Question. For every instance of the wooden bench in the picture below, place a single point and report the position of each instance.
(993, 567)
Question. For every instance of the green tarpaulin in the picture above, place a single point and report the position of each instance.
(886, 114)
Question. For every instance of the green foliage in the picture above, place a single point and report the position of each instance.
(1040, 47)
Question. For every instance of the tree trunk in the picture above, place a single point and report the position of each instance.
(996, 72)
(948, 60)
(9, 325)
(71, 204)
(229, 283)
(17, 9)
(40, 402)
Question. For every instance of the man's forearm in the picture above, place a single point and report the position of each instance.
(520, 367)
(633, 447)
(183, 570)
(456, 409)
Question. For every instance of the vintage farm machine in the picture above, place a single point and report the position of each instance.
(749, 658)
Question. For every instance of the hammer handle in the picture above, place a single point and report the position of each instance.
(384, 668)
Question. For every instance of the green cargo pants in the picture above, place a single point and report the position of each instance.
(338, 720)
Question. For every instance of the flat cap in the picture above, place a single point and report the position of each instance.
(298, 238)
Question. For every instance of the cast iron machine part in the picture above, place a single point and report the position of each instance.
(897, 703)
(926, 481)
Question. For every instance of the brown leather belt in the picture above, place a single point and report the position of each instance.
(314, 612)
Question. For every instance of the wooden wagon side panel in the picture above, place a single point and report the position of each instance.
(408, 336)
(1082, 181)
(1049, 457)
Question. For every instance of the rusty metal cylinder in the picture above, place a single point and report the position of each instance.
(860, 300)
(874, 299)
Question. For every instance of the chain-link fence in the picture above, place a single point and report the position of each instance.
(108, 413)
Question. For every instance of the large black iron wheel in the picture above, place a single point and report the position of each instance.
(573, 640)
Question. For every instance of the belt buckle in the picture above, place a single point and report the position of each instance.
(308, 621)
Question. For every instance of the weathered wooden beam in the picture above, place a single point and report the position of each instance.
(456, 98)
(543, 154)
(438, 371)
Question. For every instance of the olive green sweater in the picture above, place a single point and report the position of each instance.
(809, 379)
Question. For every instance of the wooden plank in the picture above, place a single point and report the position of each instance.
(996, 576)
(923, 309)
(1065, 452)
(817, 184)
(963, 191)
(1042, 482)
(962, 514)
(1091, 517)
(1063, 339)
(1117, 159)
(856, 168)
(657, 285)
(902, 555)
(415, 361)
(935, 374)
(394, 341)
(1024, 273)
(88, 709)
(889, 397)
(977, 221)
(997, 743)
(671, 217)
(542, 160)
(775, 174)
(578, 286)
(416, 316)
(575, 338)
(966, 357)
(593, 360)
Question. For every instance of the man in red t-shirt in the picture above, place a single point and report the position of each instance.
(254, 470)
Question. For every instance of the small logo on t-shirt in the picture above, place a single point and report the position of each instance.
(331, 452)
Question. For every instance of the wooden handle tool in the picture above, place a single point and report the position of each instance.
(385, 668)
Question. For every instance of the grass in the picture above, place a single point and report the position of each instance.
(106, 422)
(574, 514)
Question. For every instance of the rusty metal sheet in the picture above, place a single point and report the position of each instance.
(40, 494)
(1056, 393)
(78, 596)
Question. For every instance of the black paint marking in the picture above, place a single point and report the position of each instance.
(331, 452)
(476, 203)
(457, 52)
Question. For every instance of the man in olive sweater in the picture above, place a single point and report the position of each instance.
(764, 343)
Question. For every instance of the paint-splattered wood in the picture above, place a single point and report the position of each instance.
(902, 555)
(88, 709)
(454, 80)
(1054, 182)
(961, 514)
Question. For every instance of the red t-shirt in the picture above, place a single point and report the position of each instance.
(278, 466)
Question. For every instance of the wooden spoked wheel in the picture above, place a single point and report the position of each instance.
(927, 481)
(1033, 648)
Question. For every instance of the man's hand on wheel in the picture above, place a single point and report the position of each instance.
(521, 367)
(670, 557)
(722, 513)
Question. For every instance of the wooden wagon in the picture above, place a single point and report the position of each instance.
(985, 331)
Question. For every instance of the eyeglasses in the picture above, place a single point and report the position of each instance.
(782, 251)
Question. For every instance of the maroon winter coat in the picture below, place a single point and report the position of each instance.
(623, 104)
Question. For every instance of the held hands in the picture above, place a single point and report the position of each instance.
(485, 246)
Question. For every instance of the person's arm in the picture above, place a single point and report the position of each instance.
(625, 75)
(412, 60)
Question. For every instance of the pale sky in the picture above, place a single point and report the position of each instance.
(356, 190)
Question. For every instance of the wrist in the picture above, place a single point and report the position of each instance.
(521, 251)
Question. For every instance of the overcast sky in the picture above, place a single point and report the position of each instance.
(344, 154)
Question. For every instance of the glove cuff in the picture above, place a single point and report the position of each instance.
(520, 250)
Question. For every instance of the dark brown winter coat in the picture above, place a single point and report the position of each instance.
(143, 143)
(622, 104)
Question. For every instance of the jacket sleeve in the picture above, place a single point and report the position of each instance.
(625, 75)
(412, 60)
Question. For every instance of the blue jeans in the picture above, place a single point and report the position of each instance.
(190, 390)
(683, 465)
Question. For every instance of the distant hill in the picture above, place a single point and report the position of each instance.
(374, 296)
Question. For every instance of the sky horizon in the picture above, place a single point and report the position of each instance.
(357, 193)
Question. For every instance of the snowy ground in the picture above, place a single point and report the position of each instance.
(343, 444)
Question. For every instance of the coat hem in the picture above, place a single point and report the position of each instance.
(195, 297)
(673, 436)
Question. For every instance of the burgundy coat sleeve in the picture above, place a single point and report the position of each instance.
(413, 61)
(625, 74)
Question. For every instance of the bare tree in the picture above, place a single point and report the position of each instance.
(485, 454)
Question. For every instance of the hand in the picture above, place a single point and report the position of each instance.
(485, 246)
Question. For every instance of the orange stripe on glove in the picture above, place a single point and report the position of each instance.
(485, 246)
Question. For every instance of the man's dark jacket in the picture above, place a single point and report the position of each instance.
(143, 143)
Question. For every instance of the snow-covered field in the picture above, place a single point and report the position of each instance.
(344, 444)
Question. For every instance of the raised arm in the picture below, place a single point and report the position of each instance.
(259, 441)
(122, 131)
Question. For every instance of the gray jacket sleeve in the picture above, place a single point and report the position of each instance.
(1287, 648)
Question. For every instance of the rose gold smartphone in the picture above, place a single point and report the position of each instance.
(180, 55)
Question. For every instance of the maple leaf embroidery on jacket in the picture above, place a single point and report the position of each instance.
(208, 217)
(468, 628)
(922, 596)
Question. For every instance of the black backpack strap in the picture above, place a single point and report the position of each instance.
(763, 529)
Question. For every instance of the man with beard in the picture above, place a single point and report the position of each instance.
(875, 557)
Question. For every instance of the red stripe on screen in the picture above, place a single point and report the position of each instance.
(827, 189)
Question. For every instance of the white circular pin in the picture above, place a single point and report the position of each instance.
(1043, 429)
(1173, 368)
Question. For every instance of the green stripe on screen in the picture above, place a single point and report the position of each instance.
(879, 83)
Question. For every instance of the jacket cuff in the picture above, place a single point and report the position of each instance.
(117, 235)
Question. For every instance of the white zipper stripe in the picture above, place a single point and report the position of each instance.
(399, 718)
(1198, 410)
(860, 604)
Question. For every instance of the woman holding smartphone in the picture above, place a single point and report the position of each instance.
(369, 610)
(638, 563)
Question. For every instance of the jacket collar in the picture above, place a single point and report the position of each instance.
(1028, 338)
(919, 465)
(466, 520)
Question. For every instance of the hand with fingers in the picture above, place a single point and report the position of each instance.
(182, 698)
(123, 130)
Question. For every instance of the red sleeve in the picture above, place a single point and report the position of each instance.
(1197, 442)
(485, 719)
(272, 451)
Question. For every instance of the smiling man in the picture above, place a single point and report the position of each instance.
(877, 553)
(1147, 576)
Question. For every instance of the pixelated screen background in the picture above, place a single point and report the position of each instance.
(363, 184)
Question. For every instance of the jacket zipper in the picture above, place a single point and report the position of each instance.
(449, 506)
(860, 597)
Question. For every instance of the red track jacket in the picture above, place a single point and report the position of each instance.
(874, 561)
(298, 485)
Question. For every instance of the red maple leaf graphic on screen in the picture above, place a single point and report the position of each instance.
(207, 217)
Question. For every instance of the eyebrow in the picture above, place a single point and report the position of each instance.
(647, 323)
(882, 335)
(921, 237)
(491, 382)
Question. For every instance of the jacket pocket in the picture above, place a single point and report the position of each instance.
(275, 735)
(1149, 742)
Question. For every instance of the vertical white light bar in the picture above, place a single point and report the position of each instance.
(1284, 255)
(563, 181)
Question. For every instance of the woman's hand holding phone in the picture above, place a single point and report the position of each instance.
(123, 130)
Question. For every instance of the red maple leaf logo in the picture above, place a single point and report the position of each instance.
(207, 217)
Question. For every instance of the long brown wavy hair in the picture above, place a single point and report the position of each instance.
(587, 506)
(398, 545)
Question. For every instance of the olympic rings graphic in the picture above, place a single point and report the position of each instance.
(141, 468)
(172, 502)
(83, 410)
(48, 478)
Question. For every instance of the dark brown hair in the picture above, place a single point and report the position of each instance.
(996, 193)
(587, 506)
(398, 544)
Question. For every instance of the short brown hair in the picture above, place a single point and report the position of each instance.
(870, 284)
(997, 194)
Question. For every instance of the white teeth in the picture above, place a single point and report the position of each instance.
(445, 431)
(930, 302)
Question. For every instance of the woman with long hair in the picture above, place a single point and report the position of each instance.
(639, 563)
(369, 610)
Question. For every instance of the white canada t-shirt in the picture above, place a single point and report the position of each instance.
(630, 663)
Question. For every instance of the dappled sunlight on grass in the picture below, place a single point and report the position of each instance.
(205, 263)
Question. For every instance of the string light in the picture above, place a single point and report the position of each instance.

Exercise instructions: Set out exactly the run of lines that begins at the line holding "Question. For every instance of the dark brown hair" and ends at the last line of the data.

Answer for this exercise:
Question. For every instance of the dark brown hair in the picture above, place a single point and report the position of each instance.
(996, 193)
(587, 506)
(398, 544)
Question. For every instance of the short brown hair in the picture above, place a single point and report the position of each instance.
(870, 284)
(997, 194)
Question. For every instance of the white teeth in the picture above, place a single point and report the position of each instance.
(445, 431)
(930, 302)
Question. For every instance of the woman with long hair in the picture above, place a single point and report the position of each instance.
(639, 563)
(369, 610)
Question. For every instance of the white canada t-shirt in the picture above, place a single point and report the position of each instance.
(630, 663)
Question. For every instance of the dappled sunlight on grass in the picture below, place a single point and report the position of each instance.
(205, 263)
Question. For every instance of the string light in the picture above, place a single point and report the position of each instance.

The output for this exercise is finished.